# [EXERCISE DIRECTIONS]
The full set of records needs to be retyped exactly.

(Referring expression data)
┄┄┄┄┄┄┄┄┄┄

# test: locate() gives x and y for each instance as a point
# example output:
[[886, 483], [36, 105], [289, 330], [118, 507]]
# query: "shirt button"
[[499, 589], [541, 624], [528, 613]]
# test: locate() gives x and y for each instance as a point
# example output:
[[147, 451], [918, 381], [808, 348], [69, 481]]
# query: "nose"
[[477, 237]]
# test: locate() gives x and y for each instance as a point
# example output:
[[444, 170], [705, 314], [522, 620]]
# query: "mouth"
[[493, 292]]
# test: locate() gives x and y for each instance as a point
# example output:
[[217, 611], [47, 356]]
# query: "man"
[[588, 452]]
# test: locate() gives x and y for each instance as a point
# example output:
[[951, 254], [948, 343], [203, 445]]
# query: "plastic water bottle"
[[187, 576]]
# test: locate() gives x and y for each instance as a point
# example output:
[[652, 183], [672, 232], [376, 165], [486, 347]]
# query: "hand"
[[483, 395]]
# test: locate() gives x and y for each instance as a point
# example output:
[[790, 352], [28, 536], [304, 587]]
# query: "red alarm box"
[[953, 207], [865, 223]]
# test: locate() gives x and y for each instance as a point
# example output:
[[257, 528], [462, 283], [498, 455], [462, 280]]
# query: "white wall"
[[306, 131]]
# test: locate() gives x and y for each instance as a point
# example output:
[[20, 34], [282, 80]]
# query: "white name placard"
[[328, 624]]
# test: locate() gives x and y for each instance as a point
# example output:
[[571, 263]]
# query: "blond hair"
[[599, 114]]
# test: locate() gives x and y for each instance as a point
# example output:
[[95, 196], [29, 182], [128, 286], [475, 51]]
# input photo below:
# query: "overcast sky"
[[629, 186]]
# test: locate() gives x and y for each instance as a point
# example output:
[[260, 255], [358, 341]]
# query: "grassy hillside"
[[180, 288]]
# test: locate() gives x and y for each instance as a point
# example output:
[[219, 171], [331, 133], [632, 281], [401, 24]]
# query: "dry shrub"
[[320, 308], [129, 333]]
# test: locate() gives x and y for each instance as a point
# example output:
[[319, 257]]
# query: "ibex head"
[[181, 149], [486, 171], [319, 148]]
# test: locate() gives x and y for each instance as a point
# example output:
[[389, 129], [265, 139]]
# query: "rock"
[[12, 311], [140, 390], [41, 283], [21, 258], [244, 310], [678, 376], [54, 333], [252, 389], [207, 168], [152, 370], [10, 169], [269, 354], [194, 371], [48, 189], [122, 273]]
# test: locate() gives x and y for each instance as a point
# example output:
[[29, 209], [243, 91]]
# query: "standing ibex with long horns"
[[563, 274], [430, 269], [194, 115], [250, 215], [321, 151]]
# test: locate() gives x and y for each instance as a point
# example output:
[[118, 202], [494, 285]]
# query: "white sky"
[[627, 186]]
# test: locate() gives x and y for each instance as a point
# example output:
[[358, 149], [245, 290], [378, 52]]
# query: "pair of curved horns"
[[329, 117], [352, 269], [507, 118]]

┄┄┄┄┄┄┄┄┄┄

# [ANSWER SPACE]
# test: locate() gives x and y for each instance as a point
# example output:
[[886, 483], [36, 105], [289, 330], [118, 507]]
# query: "shirt button"
[[499, 589], [541, 624], [528, 613]]
# test: locate() gives x and y for each instance as a point
# example output:
[[147, 451], [918, 381], [808, 348], [69, 481]]
# query: "nose"
[[477, 237]]
# test: locate() gives x and y for each instance as a point
# example output:
[[444, 170], [705, 314], [522, 620]]
# query: "mouth"
[[493, 292]]
# test: locate() gives x and y for each instance as a point
# example output:
[[217, 611], [47, 356]]
# query: "man"
[[588, 452]]
# test: locate() gives x and y for each instance as a point
# example output:
[[951, 254], [948, 343], [203, 445]]
# query: "plastic water bottle"
[[187, 576]]
# test: locate() gives x and y for each instance as a point
# example output:
[[652, 183], [672, 232], [376, 165], [486, 347]]
# query: "hand"
[[483, 395]]
# test: locate() gives x and y for each instance as a point
# example output:
[[790, 352], [28, 536], [304, 587]]
# query: "red alarm box"
[[953, 207], [865, 223]]
# test: locate() gives x and y for each instance as a point
# example output:
[[257, 528], [462, 283], [498, 455], [462, 280]]
# query: "white wall"
[[306, 131]]
# test: locate() gives x and y for each instance as a point
# example output:
[[20, 34], [282, 80]]
# query: "white name placard"
[[328, 624]]
# test: locate() gives x and y for each instance as a point
# example output:
[[571, 263]]
# query: "blond hair"
[[599, 114]]
# test: locate() gives x and y for each instance as a point
# example output:
[[95, 196], [29, 182], [128, 286], [475, 51]]
# input photo below:
# query: "overcast sky"
[[629, 186]]
# test: locate() gives x and y for each instance as a point
# example output:
[[260, 255], [358, 341]]
# query: "grassy hillside"
[[180, 288]]
# test: locate() gives x and y for each instance as a point
# example output:
[[219, 171], [331, 133], [632, 281], [401, 24]]
# query: "dry shrub"
[[320, 308], [129, 333]]
# test: locate() gives x and y for each instance as a point
# example output:
[[319, 257]]
# query: "ibex head"
[[181, 149], [486, 171], [319, 148]]
# test: locate() gives x and y for each instance as a point
# example output:
[[389, 129], [265, 139]]
# query: "rock"
[[12, 311], [140, 390], [41, 283], [21, 258], [244, 310], [678, 376], [54, 333], [252, 389], [207, 168], [152, 370], [10, 169], [269, 354], [194, 371], [48, 189], [122, 273]]
# test: locate() gives x and y for each instance as a point
# example output:
[[29, 209], [243, 91]]
# query: "standing ibex with long horns"
[[563, 274], [430, 269], [194, 115], [250, 215], [321, 151]]
# test: locate() gives x and y for each instance as a point
# example output:
[[118, 202], [494, 285]]
# query: "white sky"
[[627, 186]]
# test: locate() gives x and y for each instance as a point
# example output:
[[358, 149], [245, 290], [378, 52]]
# query: "pair of curved horns"
[[329, 117], [352, 269], [507, 118]]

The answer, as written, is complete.